Input ▸
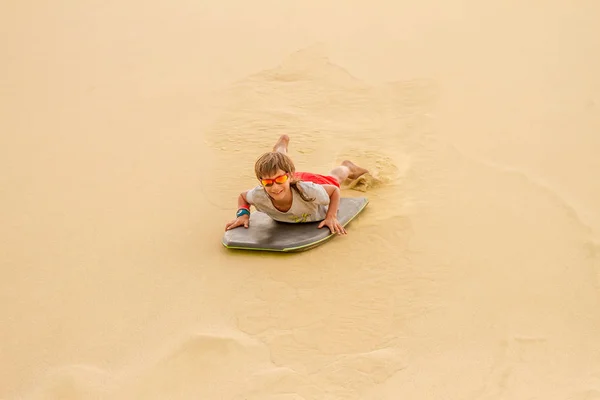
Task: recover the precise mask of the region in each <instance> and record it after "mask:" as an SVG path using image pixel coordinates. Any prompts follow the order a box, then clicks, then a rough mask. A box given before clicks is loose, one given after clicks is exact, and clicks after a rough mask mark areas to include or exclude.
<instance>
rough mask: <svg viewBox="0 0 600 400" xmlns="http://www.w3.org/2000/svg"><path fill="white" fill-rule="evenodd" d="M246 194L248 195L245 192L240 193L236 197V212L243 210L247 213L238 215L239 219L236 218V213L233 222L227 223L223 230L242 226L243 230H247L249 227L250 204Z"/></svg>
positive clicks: (225, 225)
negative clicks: (236, 203)
mask: <svg viewBox="0 0 600 400" xmlns="http://www.w3.org/2000/svg"><path fill="white" fill-rule="evenodd" d="M247 194H248V191H245V192H242V193H240V195H239V196H238V209H237V211H240V210H242V209H244V210H247V211H248V212H247V213H243V214H240V215H239V217H238V216H237V213H236V218H235V219H234V220H233V221H229V222H228V223H227V224H226V225H225V230H229V229H233V228H237V227H238V226H242V225H243V226H244V228H247V227H248V226H249V225H250V202H249V201H248V199H247V198H246V195H247Z"/></svg>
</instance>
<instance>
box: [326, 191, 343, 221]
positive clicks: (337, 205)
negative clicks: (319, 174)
mask: <svg viewBox="0 0 600 400" xmlns="http://www.w3.org/2000/svg"><path fill="white" fill-rule="evenodd" d="M321 186H323V188H324V189H325V191H326V192H327V195H329V208H328V209H327V214H326V215H325V218H331V217H336V218H337V210H338V208H339V207H340V197H341V196H340V189H339V188H338V187H337V186H334V185H321Z"/></svg>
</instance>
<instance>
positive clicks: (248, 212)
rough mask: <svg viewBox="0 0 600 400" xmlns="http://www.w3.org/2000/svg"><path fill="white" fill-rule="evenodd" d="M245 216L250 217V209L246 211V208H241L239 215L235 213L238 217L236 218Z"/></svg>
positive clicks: (247, 209) (238, 214) (237, 216)
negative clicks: (248, 215) (247, 216)
mask: <svg viewBox="0 0 600 400" xmlns="http://www.w3.org/2000/svg"><path fill="white" fill-rule="evenodd" d="M244 214H246V215H250V211H248V209H246V208H240V209H239V210H238V212H237V213H235V216H236V217H241V216H242V215H244Z"/></svg>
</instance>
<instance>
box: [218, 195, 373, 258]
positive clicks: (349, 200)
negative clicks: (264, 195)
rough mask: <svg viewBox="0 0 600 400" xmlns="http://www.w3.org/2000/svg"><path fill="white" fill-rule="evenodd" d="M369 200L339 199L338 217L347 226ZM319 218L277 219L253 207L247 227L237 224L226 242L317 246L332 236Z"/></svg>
mask: <svg viewBox="0 0 600 400" xmlns="http://www.w3.org/2000/svg"><path fill="white" fill-rule="evenodd" d="M367 204H369V200H368V199H367V198H366V197H343V198H341V199H340V206H339V209H338V216H337V217H338V221H339V223H340V224H341V225H342V226H344V227H345V226H346V225H348V224H349V223H350V221H352V220H353V219H354V217H356V216H357V215H358V214H360V212H361V211H362V210H363V209H364V208H365V207H366V206H367ZM319 224H320V222H305V223H287V222H277V221H274V220H273V219H271V218H270V217H269V216H268V215H267V214H265V213H263V212H260V211H254V212H253V213H251V214H250V226H249V227H248V228H244V227H243V226H242V227H237V228H235V229H232V230H229V231H226V232H225V234H224V235H223V246H225V247H227V248H228V249H242V250H263V251H280V252H294V251H304V250H308V249H311V248H313V247H316V246H318V245H320V244H322V243H324V242H325V241H327V240H329V239H331V238H332V237H333V236H335V234H332V233H331V231H330V230H329V228H328V227H326V226H324V227H323V228H321V229H319V228H318V226H319Z"/></svg>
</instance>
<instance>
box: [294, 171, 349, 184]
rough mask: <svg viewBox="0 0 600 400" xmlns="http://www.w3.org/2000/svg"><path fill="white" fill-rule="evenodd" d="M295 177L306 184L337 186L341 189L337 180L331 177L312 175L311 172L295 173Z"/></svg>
mask: <svg viewBox="0 0 600 400" xmlns="http://www.w3.org/2000/svg"><path fill="white" fill-rule="evenodd" d="M294 177H295V178H296V179H300V180H303V181H305V182H312V183H317V184H319V185H335V186H337V187H340V184H339V182H338V181H337V179H335V178H334V177H333V176H329V175H319V174H312V173H310V172H296V173H294Z"/></svg>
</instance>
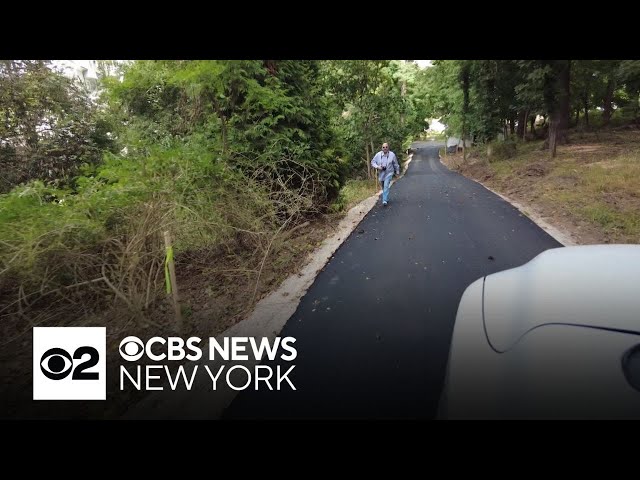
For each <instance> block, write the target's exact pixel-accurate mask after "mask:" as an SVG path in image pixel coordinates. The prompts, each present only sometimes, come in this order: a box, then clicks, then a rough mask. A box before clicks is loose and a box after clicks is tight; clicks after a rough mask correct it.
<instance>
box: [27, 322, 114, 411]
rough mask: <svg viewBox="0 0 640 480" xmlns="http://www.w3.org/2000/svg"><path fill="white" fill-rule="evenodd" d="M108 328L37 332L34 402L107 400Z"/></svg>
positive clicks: (34, 355)
mask: <svg viewBox="0 0 640 480" xmlns="http://www.w3.org/2000/svg"><path fill="white" fill-rule="evenodd" d="M106 363H107V362H106V328H105V327H46V328H45V327H35V328H34V329H33V399H34V400H106V384H107V382H106V380H107V379H106Z"/></svg>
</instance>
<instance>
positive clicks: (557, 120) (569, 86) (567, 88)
mask: <svg viewBox="0 0 640 480" xmlns="http://www.w3.org/2000/svg"><path fill="white" fill-rule="evenodd" d="M559 67H560V72H559V74H560V78H559V79H558V80H559V82H560V85H559V87H560V88H559V94H558V115H557V121H558V125H557V128H556V143H559V144H561V145H562V144H565V143H568V142H569V138H568V135H567V130H568V129H569V117H570V116H571V102H570V100H571V96H570V87H571V60H562V61H561V63H560V65H559ZM554 117H555V116H554ZM554 156H555V155H554Z"/></svg>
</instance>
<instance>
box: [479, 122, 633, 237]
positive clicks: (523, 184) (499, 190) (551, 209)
mask: <svg viewBox="0 0 640 480" xmlns="http://www.w3.org/2000/svg"><path fill="white" fill-rule="evenodd" d="M570 139H571V143H570V144H568V145H561V146H559V147H558V154H557V157H556V158H555V159H551V158H549V152H548V150H541V146H542V141H534V142H526V143H518V145H517V153H516V156H515V157H513V158H510V159H506V160H496V161H492V162H490V163H488V162H486V159H485V158H484V157H483V156H480V157H479V158H472V159H471V163H474V162H475V164H476V165H477V168H479V167H480V166H482V165H484V166H483V167H482V169H481V170H477V168H476V170H475V171H474V170H469V172H470V173H472V174H474V175H485V176H486V174H490V178H491V180H490V183H491V185H492V186H493V187H495V188H497V189H498V191H501V192H504V193H505V194H507V195H509V194H514V195H516V196H518V195H524V196H525V197H526V198H527V199H528V200H533V201H536V202H539V203H540V206H541V207H543V208H545V209H546V210H547V211H549V212H552V213H553V214H554V215H558V216H559V217H561V218H566V219H567V220H569V221H570V222H571V221H572V222H573V223H574V224H588V225H591V227H592V228H593V229H595V230H597V231H599V232H601V239H602V240H603V241H604V240H607V241H609V242H615V243H640V134H639V132H637V131H622V132H621V131H609V130H605V131H596V132H574V131H572V132H570ZM482 171H483V172H484V173H481V172H482Z"/></svg>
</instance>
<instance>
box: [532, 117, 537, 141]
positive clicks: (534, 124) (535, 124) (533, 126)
mask: <svg viewBox="0 0 640 480" xmlns="http://www.w3.org/2000/svg"><path fill="white" fill-rule="evenodd" d="M531 135H533V136H534V137H535V136H536V116H535V114H534V115H532V116H531Z"/></svg>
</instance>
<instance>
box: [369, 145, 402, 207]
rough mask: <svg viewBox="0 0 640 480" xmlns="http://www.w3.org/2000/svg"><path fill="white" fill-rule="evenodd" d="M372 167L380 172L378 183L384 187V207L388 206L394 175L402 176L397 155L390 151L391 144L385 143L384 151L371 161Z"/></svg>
mask: <svg viewBox="0 0 640 480" xmlns="http://www.w3.org/2000/svg"><path fill="white" fill-rule="evenodd" d="M371 166H372V167H373V168H375V169H376V170H378V172H379V173H378V181H379V182H380V185H381V187H382V205H383V206H385V207H386V206H387V202H388V201H389V184H390V183H391V179H392V178H393V174H394V173H395V174H396V175H400V164H398V159H397V158H396V154H395V153H393V152H391V151H389V144H388V143H386V142H385V143H383V144H382V150H381V151H379V152H378V153H376V154H375V156H374V157H373V160H371Z"/></svg>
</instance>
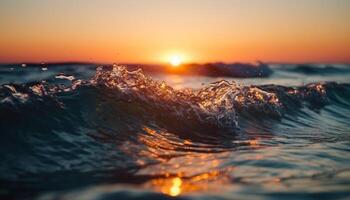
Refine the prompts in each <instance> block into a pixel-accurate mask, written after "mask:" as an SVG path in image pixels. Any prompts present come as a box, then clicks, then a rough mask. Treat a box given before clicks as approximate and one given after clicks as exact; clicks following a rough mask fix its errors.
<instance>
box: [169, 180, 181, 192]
mask: <svg viewBox="0 0 350 200" xmlns="http://www.w3.org/2000/svg"><path fill="white" fill-rule="evenodd" d="M172 183H173V184H172V186H171V187H170V190H169V194H170V196H177V195H179V194H180V193H181V184H182V180H181V178H179V177H176V178H173V180H172Z"/></svg>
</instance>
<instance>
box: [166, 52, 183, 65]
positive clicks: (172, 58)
mask: <svg viewBox="0 0 350 200" xmlns="http://www.w3.org/2000/svg"><path fill="white" fill-rule="evenodd" d="M169 63H170V64H171V65H172V66H173V67H178V66H179V65H181V63H182V58H181V56H179V55H173V56H171V57H170V60H169Z"/></svg>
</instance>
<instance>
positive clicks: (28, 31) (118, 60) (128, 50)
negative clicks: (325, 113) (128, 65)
mask: <svg viewBox="0 0 350 200" xmlns="http://www.w3.org/2000/svg"><path fill="white" fill-rule="evenodd" d="M349 10H350V1H349V0H50V1H48V0H1V1H0V62H2V63H10V62H65V61H81V62H103V63H107V62H108V63H112V62H113V63H162V62H167V61H169V59H170V57H171V56H173V55H176V56H178V57H181V59H182V60H183V61H184V62H197V63H203V62H254V61H257V60H261V61H265V62H288V63H301V62H303V63H305V62H319V63H320V62H337V63H345V62H346V63H349V62H350V12H349Z"/></svg>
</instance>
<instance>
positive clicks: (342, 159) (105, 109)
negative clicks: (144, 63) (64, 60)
mask: <svg viewBox="0 0 350 200" xmlns="http://www.w3.org/2000/svg"><path fill="white" fill-rule="evenodd" d="M270 68H271V70H272V71H273V73H272V75H271V76H269V77H265V78H248V79H242V78H222V77H206V76H203V75H202V76H188V75H187V76H180V75H164V74H145V73H143V72H142V71H128V70H127V69H125V68H123V67H119V66H110V67H99V68H97V69H96V66H95V65H77V64H70V65H68V64H67V65H55V66H53V65H52V66H51V65H23V66H21V65H2V66H0V85H1V86H0V160H1V162H0V197H1V199H169V198H176V199H346V198H349V196H350V156H349V152H350V85H349V84H348V83H350V68H349V66H347V65H332V66H330V65H270ZM152 77H153V78H152ZM233 81H234V82H233Z"/></svg>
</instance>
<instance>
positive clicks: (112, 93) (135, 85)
mask: <svg viewBox="0 0 350 200" xmlns="http://www.w3.org/2000/svg"><path fill="white" fill-rule="evenodd" d="M60 76H63V75H60ZM69 78H70V77H69ZM70 80H71V81H72V84H71V85H69V86H65V85H50V84H47V83H45V82H44V83H29V84H20V85H16V84H12V85H11V84H5V85H2V86H0V106H1V107H0V109H1V113H4V115H2V117H1V118H2V119H1V122H4V123H2V125H5V124H6V123H9V122H11V121H16V119H18V118H21V119H23V120H26V118H28V119H30V116H27V115H38V116H45V115H47V116H60V115H62V114H63V115H65V117H63V118H62V119H65V118H67V116H72V117H74V114H75V113H76V112H74V111H75V110H74V109H75V108H74V107H72V110H67V107H66V106H67V105H66V104H67V103H70V102H74V101H76V102H80V103H85V102H84V101H86V100H87V99H90V100H91V98H93V99H94V100H95V101H97V100H99V101H112V102H113V103H114V104H116V103H117V104H118V105H117V106H121V105H123V106H125V107H128V108H133V109H127V110H126V111H125V113H124V114H130V115H131V116H134V117H135V116H136V115H138V116H137V117H141V118H142V117H147V118H148V117H149V116H152V117H153V118H155V119H157V120H160V121H167V122H169V123H171V121H180V122H181V123H182V124H184V125H188V126H190V127H191V126H193V125H194V124H195V125H200V126H202V125H208V126H213V127H217V128H228V129H231V130H234V129H236V128H238V127H239V124H238V118H239V117H241V115H242V116H247V114H251V115H252V116H251V117H254V115H256V114H259V115H264V116H266V117H274V118H281V117H283V115H284V114H285V113H286V112H293V111H295V110H296V109H298V108H302V107H308V108H310V109H315V108H320V107H323V106H325V105H327V104H330V103H332V102H338V101H346V100H345V99H346V98H347V97H348V94H349V85H348V84H337V83H332V82H324V83H312V84H308V85H305V86H301V87H285V86H278V85H261V86H258V85H256V86H255V85H251V86H242V85H238V84H236V83H235V82H228V81H219V82H215V83H212V84H210V85H209V86H207V87H204V88H202V89H200V90H190V89H186V90H176V89H174V88H172V87H171V86H169V85H167V84H166V83H165V82H158V81H155V80H153V79H151V78H150V77H149V76H146V75H145V74H144V73H143V72H142V70H136V71H128V70H127V69H126V68H125V67H121V66H113V67H110V68H108V67H107V68H102V67H99V68H98V69H97V72H96V75H95V76H94V77H93V78H92V79H90V80H88V81H82V80H79V79H77V80H74V79H70ZM68 100H69V101H68ZM67 101H68V102H67ZM95 103H96V102H95ZM119 104H121V105H119ZM112 105H113V104H111V106H112ZM86 106H93V105H86ZM121 107H122V106H121ZM39 112H42V113H39ZM56 112H57V113H56ZM87 112H89V111H87ZM54 113H56V114H57V115H54ZM60 113H61V114H60ZM164 113H167V114H166V115H165V116H164Z"/></svg>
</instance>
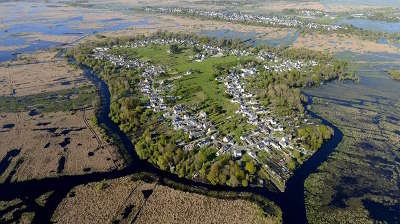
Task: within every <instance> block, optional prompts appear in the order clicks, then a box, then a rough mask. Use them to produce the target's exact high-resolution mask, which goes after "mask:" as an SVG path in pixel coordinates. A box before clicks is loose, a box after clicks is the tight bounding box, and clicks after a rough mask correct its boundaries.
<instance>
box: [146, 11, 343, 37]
mask: <svg viewBox="0 0 400 224" xmlns="http://www.w3.org/2000/svg"><path fill="white" fill-rule="evenodd" d="M144 10H145V11H147V12H156V13H166V14H178V15H191V16H199V17H206V18H213V19H219V20H224V21H231V22H240V23H252V24H253V23H257V24H262V25H268V26H279V27H292V28H307V29H323V30H327V31H331V30H339V29H345V27H342V26H340V25H328V24H319V23H314V22H311V21H306V20H301V19H299V18H295V17H288V16H267V15H253V14H245V13H240V12H229V11H213V10H202V9H194V8H152V7H146V8H145V9H144Z"/></svg>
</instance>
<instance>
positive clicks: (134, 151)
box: [0, 3, 400, 223]
mask: <svg viewBox="0 0 400 224" xmlns="http://www.w3.org/2000/svg"><path fill="white" fill-rule="evenodd" d="M15 4H18V3H15ZM39 9H40V8H39ZM39 9H38V10H39ZM3 21H5V20H3ZM80 21H81V18H79V17H76V18H74V19H72V20H68V21H63V20H60V21H58V23H60V24H64V23H67V24H69V23H75V22H78V23H79V22H80ZM112 21H113V20H111V21H108V20H104V21H103V22H104V23H108V22H112ZM121 24H122V25H121V26H116V27H114V28H112V27H103V28H101V29H87V30H85V29H81V30H78V31H79V32H82V34H80V35H85V34H93V33H96V32H99V31H108V30H116V29H123V28H125V27H127V26H131V25H132V23H126V24H125V23H121ZM146 24H147V22H146V21H142V22H141V23H139V24H133V25H138V26H142V25H146ZM47 25H48V24H47ZM52 25H55V26H56V27H57V25H56V23H54V24H52ZM45 26H46V25H43V26H42V27H39V30H41V31H43V33H45V34H51V35H57V32H58V31H57V29H61V30H62V31H60V32H61V34H63V35H64V34H66V33H68V32H66V29H70V26H66V27H62V25H61V26H59V27H60V28H57V29H55V30H53V29H51V31H49V32H47V28H46V27H45ZM33 27H35V26H33ZM28 28H29V27H28ZM28 28H24V27H21V28H19V27H16V26H9V27H8V28H4V29H3V30H2V32H3V33H1V34H0V39H1V40H5V41H6V42H4V43H6V44H5V45H6V46H8V45H9V46H12V45H21V46H25V45H26V44H27V43H28V45H29V46H27V47H24V48H21V49H19V50H18V51H19V52H24V53H25V52H26V53H28V52H33V51H36V50H39V49H43V48H47V47H53V46H59V45H60V44H59V43H57V42H52V41H49V42H46V41H36V42H35V41H33V42H32V41H29V40H26V38H24V37H23V36H20V37H18V36H16V35H15V34H16V33H19V32H20V31H27V32H28V31H35V30H27V29H28ZM5 30H7V32H4V31H5ZM8 30H9V31H8ZM53 31H54V32H53ZM56 31H57V32H56ZM46 32H47V33H46ZM76 32H77V30H76V29H73V30H71V33H76ZM12 34H14V35H12ZM203 34H207V35H216V36H221V35H228V36H232V37H235V36H237V33H232V32H231V31H223V33H222V34H221V32H217V31H216V32H214V33H203ZM67 35H68V34H67ZM255 35H256V33H254V34H251V35H245V34H240V35H239V36H240V37H242V38H245V39H246V38H254V36H255ZM288 35H289V34H288ZM297 35H298V34H294V35H289V36H288V37H287V38H285V39H284V40H276V41H277V44H280V43H282V42H284V43H289V44H290V42H291V41H292V39H294V40H295V38H296V37H297ZM272 41H274V40H272ZM14 53H15V51H13V50H11V51H2V52H0V61H6V60H10V59H12V58H15V54H14ZM60 55H61V54H60ZM351 56H352V57H361V56H362V57H363V58H362V59H363V60H367V61H368V60H375V59H377V58H382V60H386V59H388V58H389V59H392V60H393V58H394V57H393V55H386V54H379V55H368V54H364V55H361V56H360V55H359V56H355V55H354V54H352V55H351ZM394 56H395V57H399V55H394ZM360 60H361V59H360ZM395 63H396V61H394V62H393V63H392V64H389V65H385V67H382V66H381V67H378V68H374V69H375V70H378V71H379V72H380V73H379V74H380V76H379V77H374V76H371V75H365V73H368V72H361V73H360V75H361V81H360V84H358V85H360V86H361V87H362V88H361V89H362V91H361V92H357V94H360V93H361V94H362V95H360V96H356V94H354V95H355V96H354V100H357V99H360V97H361V96H367V95H370V92H369V90H371V89H374V91H376V92H380V93H382V92H383V94H382V95H386V96H390V97H389V98H390V101H389V102H391V103H396V102H397V100H398V98H399V97H400V96H399V94H398V90H399V89H400V85H399V84H398V83H395V82H393V81H392V80H390V79H389V78H387V76H386V75H383V74H382V73H383V71H382V70H384V69H387V67H390V68H391V67H396V65H395ZM370 69H371V68H370V67H369V68H368V70H370ZM85 75H86V76H87V77H88V78H89V79H90V80H91V81H92V82H93V83H95V84H96V86H97V87H98V89H99V90H100V95H101V97H100V98H101V105H102V106H101V111H100V113H99V121H100V122H101V123H103V124H104V125H105V126H107V128H108V129H110V130H112V132H113V133H114V134H116V136H117V138H118V139H119V140H120V142H121V143H122V145H123V147H121V148H120V149H121V154H122V155H123V156H124V157H125V159H126V160H127V161H129V165H128V166H127V167H126V168H124V169H122V170H114V171H110V172H95V173H90V174H84V175H77V176H61V177H49V178H44V179H41V180H29V181H24V182H17V183H4V184H1V185H0V199H2V200H11V199H14V198H17V197H18V198H21V199H22V200H23V201H24V203H26V204H27V205H29V206H32V208H34V209H35V211H36V215H35V218H34V222H35V223H47V222H49V221H50V219H51V216H52V214H53V212H54V211H55V209H56V208H57V206H58V204H59V203H60V202H61V201H62V199H63V198H64V197H66V196H67V194H68V192H69V191H70V190H71V189H72V188H73V187H75V186H77V185H81V184H87V183H90V182H96V181H101V180H103V179H114V178H119V177H123V176H126V175H130V174H133V173H137V172H149V173H153V174H155V175H157V176H158V177H160V179H162V178H168V179H171V180H173V181H175V182H178V183H182V184H185V185H190V186H198V187H201V188H204V189H208V190H215V191H221V192H222V191H235V192H251V193H254V194H259V195H262V196H264V197H266V198H267V199H269V200H271V201H273V202H275V203H276V204H277V205H278V206H279V207H280V208H281V209H282V212H283V221H284V223H306V222H307V217H306V208H305V188H304V182H305V181H306V180H307V178H308V177H309V176H310V175H311V174H313V173H315V172H317V169H318V167H320V165H321V164H322V163H324V162H325V161H326V160H327V159H328V158H329V156H330V155H331V153H332V152H333V151H334V150H335V149H336V148H337V146H338V144H339V143H340V142H341V141H342V139H343V133H342V131H341V130H339V128H338V127H336V126H335V124H333V122H330V121H328V120H326V119H324V118H323V117H321V115H320V114H316V113H314V112H312V111H309V113H310V115H311V116H313V117H315V118H318V119H320V120H322V123H324V124H325V125H328V126H330V127H331V128H332V129H333V130H334V136H333V138H332V139H331V140H330V141H328V142H326V143H324V144H323V146H322V148H321V149H320V150H319V151H317V152H316V153H315V154H314V155H313V156H312V157H311V158H310V159H308V160H307V161H306V162H305V163H304V164H303V165H302V166H301V167H299V168H298V169H297V170H296V171H295V172H294V175H293V176H292V177H291V178H290V179H289V180H288V182H287V186H286V190H285V192H278V191H274V190H268V189H266V188H259V187H248V188H232V187H226V186H213V185H209V184H206V183H201V182H195V181H192V180H188V179H184V178H179V177H178V176H176V175H173V174H170V173H168V172H164V171H161V170H159V169H156V168H155V167H154V166H152V165H151V164H149V163H147V162H145V161H141V160H139V159H138V157H137V155H136V153H135V150H134V146H133V145H132V143H131V141H130V140H129V138H128V137H127V136H126V135H125V134H124V133H122V132H121V131H120V130H119V128H118V126H117V125H115V124H114V123H113V122H112V121H111V120H110V118H109V117H108V113H109V109H110V93H109V90H108V87H107V85H106V83H105V82H104V81H102V80H100V79H99V78H98V77H97V76H96V75H95V74H93V73H92V72H91V71H90V70H88V69H85ZM346 85H347V86H348V85H350V86H351V87H349V88H343V86H346ZM353 85H356V84H343V83H330V84H328V85H325V86H323V87H322V88H318V89H312V90H305V91H304V92H305V93H306V94H307V95H308V96H309V99H310V103H312V102H311V101H312V96H323V95H324V94H325V93H326V92H331V93H332V92H333V93H340V94H346V92H343V90H344V89H345V90H346V91H348V92H350V91H353V90H354V89H355V88H357V87H354V86H353ZM337 99H338V100H340V95H339V94H338V96H337ZM377 102H378V104H379V103H380V101H379V99H377ZM382 102H383V101H382ZM49 191H54V193H53V194H52V196H51V197H50V198H49V200H48V202H47V203H46V205H45V206H44V207H40V206H38V205H37V204H36V203H35V199H36V198H37V197H39V196H40V195H42V194H44V193H46V192H49Z"/></svg>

Prompt ▸
Revise the stretch from the start of the data through the line containing "positive clicks: (225, 225)", replacing "rough mask" with "coarse mask" and leaving everything else unchanged. Omit the pictures from your answer.

Solution for this task ▸
Task: recover the precise mask of the region in each <instance> and record it after "mask:" as an SVG path using image pixel coordinates. Any prompts follow the order a box, then clicks, then a coarse mask. A box given before clicks is loose, one given after clicks is exact, and clicks after a coarse mask mark areas to include or exclude.
<instance>
coarse mask: <svg viewBox="0 0 600 400" xmlns="http://www.w3.org/2000/svg"><path fill="white" fill-rule="evenodd" d="M246 194L248 195L245 192L240 193L236 197V212L243 210L247 213L238 215L239 219L236 218V213L233 222L227 223L223 230L242 226L243 230H247L249 227L250 204Z"/></svg>
positive clicks: (225, 225)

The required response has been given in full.